> [ТЕКСТ ДЛЯ ЧТЕНИЯ]
%%

Выучил я до нормы...
Но если из книги гладят глаза
Вместо химических формул!
Напоминаю: все это происходило во второй половине тридцатых годов. Несмотря на все мои подозрения насчет преданной Сталиным революции и уничтожения настоящих революционеров, а также насчет безыдейности комсомольских работников, я до конца не знал и не представлял, какие это годы. У Д. Самойлова сказано о его ровесниках до войны: «В них были вера и доверье». У меня «вера» была не всегда (часто сомневался), но доверие — было. И не только к людям — оно у меня осталось и редко меня обманывало. Но и иное доверие, допустим доверие к званию. Не только к званию учителя (раз учит, значит, знает!), но, несмотря на филиппики против безыдейных карьеристов, даже к званию партработника. Я полагал (иногда), что некоторые из них чего-то не понимают, а иногда, поскольку держались они очень уверенно,— что они, вероятно, имеют в виду нечто, чего не понимаю я. Что они ведут себя уверенно, ничего, кроме последней установки, в виду не имея, а порой и не зная, что надо (или даже сознавая, что не надо) что-то иметь в виду, я мог себе тогда представить, только отвлеченно, даже не теоретически, а риторически. При встрече с живым человеком это знание улетучивалось. И это способствовало моим переходам на официозные рельсы — тогда и позже.
Как я теперь понимаю, эти мои переходы на официозные рельсы были для меня, как это ни странно на первый взгляд, наиболее опасны. Когда я бывал «против», я все-таки бывал в какой-то степени осторожен, а когда «за», всякую осторожность терял. А этого делать нельзя было ни в коем случае. Для Сталина и сталинщины своих не было, сторонники не требовались. Требовались холопы, не задающие вопросов и знаюшие свое место. Неудивительно, что и арестован в 1947 году я был, находясь на восторженно-официальных позициях. Нужны они были кому-то, мои позиции!

%%

Собранные данные

%%

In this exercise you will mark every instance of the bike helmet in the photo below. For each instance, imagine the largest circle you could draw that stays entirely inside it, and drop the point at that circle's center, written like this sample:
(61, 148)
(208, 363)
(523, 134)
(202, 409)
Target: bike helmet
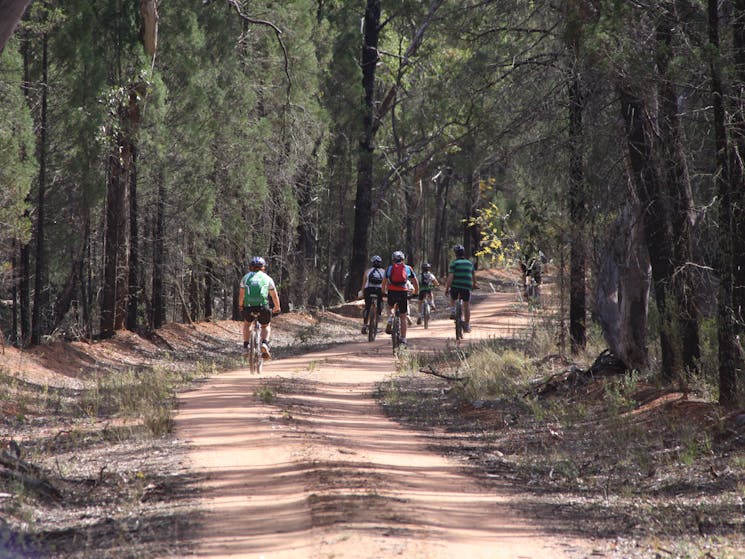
(257, 262)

%%

> [СПИСОК ЗАДАНИЙ]
(a) Пожалуйста, ответьте на вопросы по отрывку о тридцатых годах:
(i) К какому времени автор относит описанные события?
(ii) Чьи слова о ровесниках до войны он приводит и как они звучат?
(iii) В каком году автор был арестован?
(b) Продолжите отрывок о тридцатых годах, начав сразу после его последнего предложения.

> [ОТВЕТЫ ПО ПОРЯДКУ]
(a)
(i) Ко второй половине тридцатых годов.
(ii) Слова Д. Самойлова: «В них были вера и доверье».
(iii) В 1947 году.

(b)
В детстве они были тоже никому не нужны, но я этого еще не знал (впрочем, как в юности и молодости). И поэтому полагал, что антимещанский пафос тогдашних моих стихов соответствует не только моим чувствам и мыслям, но и «линии» и должен быть близок и желателен тем, кто ее проводит. Кроме того, тут я следовал Маяковскому, превозносимому за это же до небес. Да и партию ведь, если она партия, не могло же не пугать, что ее «великое дело» может потонуть в море безыдейности. Представить же, что к тому времени это образование уже не было партией и его ничто не могло волновать, я тогда до конца еще не мог.
Мои представления о партии — это тот определяемый вовсе не возрастом инфантильный антропоморфизм, в который впадали, ища объяснения примитивным решениям, не только зеленые юнцы, не только ошалевшие граждане изнасилованной страны, но и государственные деятели независимых и даже враждебных государств. Не говоря уж об «интеллектуалах», для которых все примитивное неправдоподобно. Всем человечеством мы придумывали объяснения и мотивы поступков Сталина и его порождений — ему и трудиться не надо было. Потому что то, что мы видели и что проявлялось достаточно открыто, было слишком нелепо, слишком низменно и слишком унизительно — хоть для меня, хоть для Черчилля (для него чуть менее — он не беспокоился о чистоте «идеи»).
Но тогда я все принимал за чистую монету, и неприятности у меня начались очень скоро. Все они исходили от директора нашей школы Ивана Федоровича Головача, личности вопреки мнению многих, кто его знал, примечательной, представлявшей собой любопытный штрих того времени. Ну хотя бы потому, что в школу он попал, будучи по неизвестной нам причине снят с поста редактора какого-то республиканского партийного журнала. Одно время он преподавал у нас украинский язык, и преподавал хорошо, чувствовалось, что он к этому вполне подготовлен. Пластов культуры за ним не ощущалось, но квалификация была. Видимо, кончил нечто вроде Института красной профессуры.